##### Records shown #####
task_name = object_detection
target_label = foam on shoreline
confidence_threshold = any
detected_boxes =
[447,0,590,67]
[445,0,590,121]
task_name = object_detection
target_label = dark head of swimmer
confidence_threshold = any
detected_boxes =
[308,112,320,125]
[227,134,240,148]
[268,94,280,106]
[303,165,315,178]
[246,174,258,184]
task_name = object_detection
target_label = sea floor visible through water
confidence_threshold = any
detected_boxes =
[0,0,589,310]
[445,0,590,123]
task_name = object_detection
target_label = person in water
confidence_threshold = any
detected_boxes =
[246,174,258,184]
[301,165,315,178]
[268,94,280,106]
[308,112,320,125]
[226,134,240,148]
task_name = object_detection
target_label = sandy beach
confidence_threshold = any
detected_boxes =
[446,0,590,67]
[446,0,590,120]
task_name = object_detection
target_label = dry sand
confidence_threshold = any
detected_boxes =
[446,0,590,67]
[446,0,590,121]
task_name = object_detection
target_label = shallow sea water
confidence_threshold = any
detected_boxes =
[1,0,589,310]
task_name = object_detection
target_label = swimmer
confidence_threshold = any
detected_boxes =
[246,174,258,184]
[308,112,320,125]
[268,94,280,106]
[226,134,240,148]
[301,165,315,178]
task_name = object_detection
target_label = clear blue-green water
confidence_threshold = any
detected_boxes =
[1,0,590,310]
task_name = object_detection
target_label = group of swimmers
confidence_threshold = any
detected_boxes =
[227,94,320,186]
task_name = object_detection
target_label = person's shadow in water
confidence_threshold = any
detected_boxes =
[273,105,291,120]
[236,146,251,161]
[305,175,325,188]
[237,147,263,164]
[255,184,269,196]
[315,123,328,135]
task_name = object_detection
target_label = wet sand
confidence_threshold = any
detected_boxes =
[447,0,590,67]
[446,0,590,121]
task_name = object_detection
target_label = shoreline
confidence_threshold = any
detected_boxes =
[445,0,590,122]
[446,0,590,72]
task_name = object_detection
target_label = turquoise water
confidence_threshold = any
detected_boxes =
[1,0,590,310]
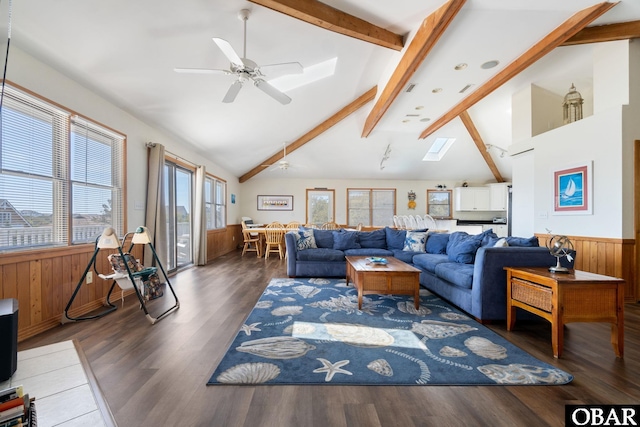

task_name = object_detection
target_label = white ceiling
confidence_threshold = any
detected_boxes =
[3,0,639,182]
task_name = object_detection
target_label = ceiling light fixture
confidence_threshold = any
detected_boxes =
[380,144,391,170]
[481,60,499,69]
[432,88,442,93]
[485,143,507,158]
[420,118,431,122]
[459,84,474,94]
[415,106,424,110]
[454,63,467,70]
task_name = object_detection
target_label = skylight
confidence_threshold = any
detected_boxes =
[423,137,455,161]
[269,57,337,92]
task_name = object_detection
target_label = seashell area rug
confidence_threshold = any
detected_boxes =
[207,278,572,386]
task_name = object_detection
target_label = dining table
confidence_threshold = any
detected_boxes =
[245,225,291,258]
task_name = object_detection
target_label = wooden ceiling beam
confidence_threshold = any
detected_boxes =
[361,0,466,138]
[419,1,617,140]
[247,0,404,51]
[239,86,377,183]
[459,110,504,183]
[562,20,640,46]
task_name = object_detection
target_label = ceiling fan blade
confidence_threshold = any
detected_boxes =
[174,67,230,75]
[253,79,291,105]
[212,38,243,66]
[222,81,243,103]
[258,62,303,79]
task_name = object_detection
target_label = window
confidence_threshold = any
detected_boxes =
[0,85,125,251]
[205,175,226,230]
[427,189,452,219]
[165,161,193,271]
[347,188,395,227]
[306,189,334,226]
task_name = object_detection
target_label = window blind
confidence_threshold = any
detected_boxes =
[0,84,125,251]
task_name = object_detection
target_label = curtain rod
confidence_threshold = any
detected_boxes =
[146,142,198,167]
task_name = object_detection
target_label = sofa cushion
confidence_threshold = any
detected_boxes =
[384,227,406,250]
[446,232,482,264]
[506,236,539,247]
[357,228,387,249]
[344,248,393,257]
[391,249,421,264]
[403,230,427,252]
[296,248,346,262]
[291,229,317,250]
[412,253,450,273]
[313,229,335,248]
[332,230,361,250]
[434,262,475,289]
[426,232,450,254]
[479,228,499,247]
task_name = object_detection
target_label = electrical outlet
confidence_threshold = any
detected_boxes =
[86,271,93,284]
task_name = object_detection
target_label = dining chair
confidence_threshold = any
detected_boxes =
[241,221,261,257]
[320,222,340,230]
[415,215,426,230]
[264,222,285,259]
[423,214,438,230]
[392,215,400,229]
[285,221,301,230]
[356,223,363,231]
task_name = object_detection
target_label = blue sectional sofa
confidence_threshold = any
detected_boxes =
[285,227,574,322]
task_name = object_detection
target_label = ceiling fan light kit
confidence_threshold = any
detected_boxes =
[175,8,303,105]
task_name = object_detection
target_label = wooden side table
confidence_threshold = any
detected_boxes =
[505,267,624,358]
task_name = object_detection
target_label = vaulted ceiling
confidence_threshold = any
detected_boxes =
[4,0,640,182]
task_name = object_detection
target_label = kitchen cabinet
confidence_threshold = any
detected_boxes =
[455,187,490,211]
[487,183,510,211]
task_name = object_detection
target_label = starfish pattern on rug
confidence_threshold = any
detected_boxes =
[240,322,262,335]
[313,358,352,381]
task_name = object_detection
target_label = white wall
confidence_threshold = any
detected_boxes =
[594,41,630,112]
[7,47,241,230]
[531,84,564,137]
[511,150,535,237]
[238,178,501,226]
[509,39,640,240]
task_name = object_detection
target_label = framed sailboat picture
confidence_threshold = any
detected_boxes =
[553,161,592,214]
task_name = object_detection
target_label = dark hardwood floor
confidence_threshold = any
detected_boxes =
[19,251,640,427]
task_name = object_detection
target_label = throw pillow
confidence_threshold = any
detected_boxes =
[384,226,406,250]
[384,227,407,250]
[293,228,317,250]
[506,236,539,247]
[426,232,450,254]
[332,230,361,250]
[479,228,499,247]
[358,228,387,249]
[493,237,509,247]
[446,232,482,263]
[403,230,427,252]
[313,228,335,248]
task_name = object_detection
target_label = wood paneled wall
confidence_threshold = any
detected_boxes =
[536,233,636,302]
[0,225,242,342]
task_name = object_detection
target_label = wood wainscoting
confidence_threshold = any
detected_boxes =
[1,224,242,342]
[536,233,636,302]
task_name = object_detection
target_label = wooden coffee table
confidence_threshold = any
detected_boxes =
[505,267,625,358]
[346,256,421,310]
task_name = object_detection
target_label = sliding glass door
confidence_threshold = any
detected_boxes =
[164,161,193,271]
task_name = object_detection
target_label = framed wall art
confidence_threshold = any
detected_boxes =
[553,161,592,215]
[257,195,294,211]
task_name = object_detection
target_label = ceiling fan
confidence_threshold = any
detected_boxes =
[263,143,291,171]
[174,9,303,104]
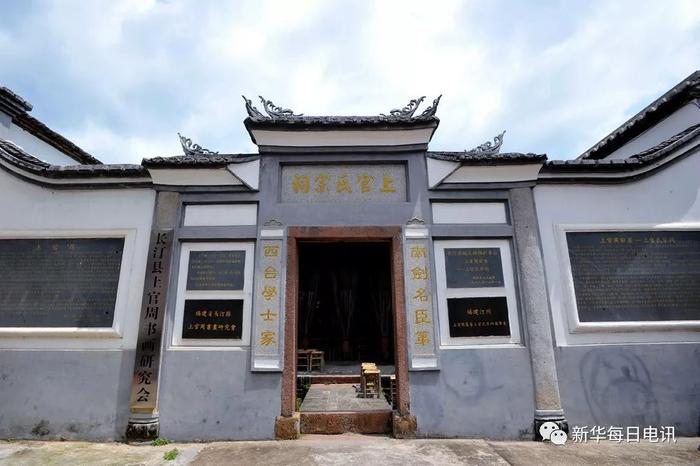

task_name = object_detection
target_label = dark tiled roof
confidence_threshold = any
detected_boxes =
[242,96,441,138]
[0,86,33,114]
[0,86,102,165]
[0,138,146,179]
[243,116,440,144]
[579,70,700,160]
[427,151,547,165]
[629,123,700,160]
[0,137,51,168]
[246,115,439,127]
[544,124,700,173]
[142,153,259,168]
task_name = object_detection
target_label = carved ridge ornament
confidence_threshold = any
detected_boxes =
[242,94,442,121]
[242,95,266,120]
[416,95,442,120]
[177,133,219,156]
[463,130,506,157]
[382,96,425,118]
[259,96,302,118]
[263,218,283,227]
[407,216,426,226]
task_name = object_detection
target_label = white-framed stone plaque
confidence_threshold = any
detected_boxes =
[281,164,407,203]
[250,229,285,371]
[404,226,439,370]
[0,237,124,328]
[566,230,700,322]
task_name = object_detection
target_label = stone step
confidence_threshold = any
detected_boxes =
[301,374,361,384]
[300,410,392,434]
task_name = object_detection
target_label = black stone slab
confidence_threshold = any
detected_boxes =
[186,250,245,291]
[445,248,504,288]
[0,238,124,327]
[447,296,510,337]
[566,230,700,322]
[182,299,243,339]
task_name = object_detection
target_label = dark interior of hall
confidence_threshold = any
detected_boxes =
[297,241,394,366]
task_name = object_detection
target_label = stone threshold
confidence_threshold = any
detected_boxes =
[300,411,393,434]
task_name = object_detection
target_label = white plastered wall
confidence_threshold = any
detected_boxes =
[0,168,155,349]
[0,115,82,166]
[534,148,700,345]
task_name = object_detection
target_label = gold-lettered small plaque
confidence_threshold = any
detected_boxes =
[181,299,243,339]
[447,296,510,338]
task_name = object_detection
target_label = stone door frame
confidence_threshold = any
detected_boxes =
[281,226,410,417]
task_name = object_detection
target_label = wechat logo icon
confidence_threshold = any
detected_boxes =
[540,421,567,445]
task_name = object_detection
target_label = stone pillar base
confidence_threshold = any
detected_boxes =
[275,413,301,440]
[392,412,417,439]
[534,409,568,441]
[125,415,159,441]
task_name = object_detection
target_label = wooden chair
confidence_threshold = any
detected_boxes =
[309,350,324,372]
[297,349,311,373]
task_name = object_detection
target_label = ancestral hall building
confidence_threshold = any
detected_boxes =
[0,72,698,441]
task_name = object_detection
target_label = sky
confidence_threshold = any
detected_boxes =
[0,0,698,164]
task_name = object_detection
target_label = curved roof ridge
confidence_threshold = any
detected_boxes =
[578,70,700,160]
[0,137,146,179]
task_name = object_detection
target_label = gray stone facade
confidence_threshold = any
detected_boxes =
[1,77,699,441]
#####
§ Action item
Each line in the data that holds the string "table" must be returned.

§ Exercise response
target_label = dining table
target_label = wooden side table
target_label = wooden coffee table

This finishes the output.